■ Document segment:
START
Many known coatings wear out from repeated use; therefore the rotary tools require routine maintenance. As the rotary tool coatings wear out, the release fidelity decreases. Product increasingly sticks to the surface of the rotary tool. Decreases in fidelity result in considerable expense due to lost food product (e.g., through deformations, and sticking), down time, and loss of efficiency. Furthermore, the maintenance process results in downtime. Maintenance requires removing the subject machine from operation while the rotary tool is removed for reconditioning. The reconditioning process takes several days to several weeks and bears a significant expense. In an attempt to realize a large product output despite the maintenance inefficiencies, many companies are required to run several machine lines so that they can rotate production and maintenance. This requires larger more expensive facilities to house redundant machinery.

We disclose a rotary tool ejection technology that is capable of operating at high efficiency with minimal maintenance. In one variation, the rotary tool ejection technology eliminates the requirement of rotary tool coatings. In a variation, the rotary tool ejection technology eliminates the requirement of the use of lubricants, including by increasing the fat content of the food product. In a variation, the rotary tool ejection technology features a rotary tool with no internal moving parts, further reducing maintenance concerns. The reduction of moving parts further increases the sanitation of the system, as moving parts often create additional surfaces in which food product may be trapped.

We also disclose a novel method of employing a porous material within the rotary tool system. In one variation, the porous material may be a porous metal material that has inter-connected porosity. A porous metal material may be fabricated from metal powder particles using powder metallurgy techniques. The porous material may have a range of pore sizes from about 0.5 micrometer to about 200 micrometers.
END
■ Task requirements:
(1) Answer these questions from the text on rotary tools:
(a) How long does the reconditioning process take?
(b) What techniques can be used to make a porous metal material from metal powder particles?
(c) What range of pore sizes can the porous material have?
(2) Write out the text on rotary tools word for word, everything from "We disclose a" down to "may be trapped.".
The records that come next are separate material and have nothing to do with the text above.

■ Rows from a pointing dataset:
START
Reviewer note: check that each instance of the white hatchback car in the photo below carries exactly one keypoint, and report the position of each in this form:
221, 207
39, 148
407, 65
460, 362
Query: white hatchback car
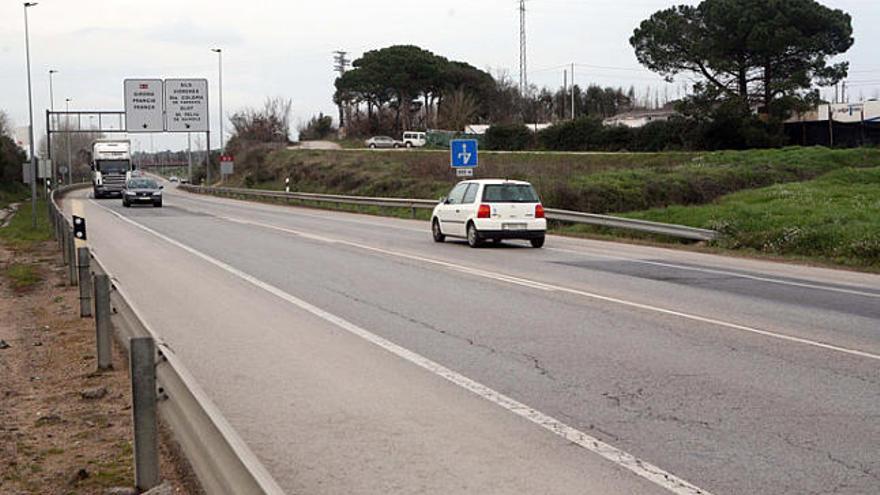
479, 210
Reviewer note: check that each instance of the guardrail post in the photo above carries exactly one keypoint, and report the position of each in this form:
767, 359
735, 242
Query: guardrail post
85, 282
63, 241
143, 393
102, 321
71, 256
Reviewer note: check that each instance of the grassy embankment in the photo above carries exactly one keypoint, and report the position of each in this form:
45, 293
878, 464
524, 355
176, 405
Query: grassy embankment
835, 218
598, 183
13, 193
811, 203
20, 236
END
■ Expected responses:
(1)
(a) Several days to several weeks.
(b) Powder metallurgy techniques.
(c) From about 0.5 micrometer to about 200 micrometers.

(2)
We disclose a rotary tool ejection technology that is capable of operating at high efficiency with minimal maintenance. In one variation, the rotary tool ejection technology eliminates the requirement of rotary tool coatings. In a variation, the rotary tool ejection technology eliminates the requirement of the use of lubricants, including by increasing the fat content of the food product. In a variation, the rotary tool ejection technology features a rotary tool with no internal moving parts, further reducing maintenance concerns. The reduction of moving parts further increases the sanitation of the system, as moving parts often create additional surfaces in which food product may be trapped.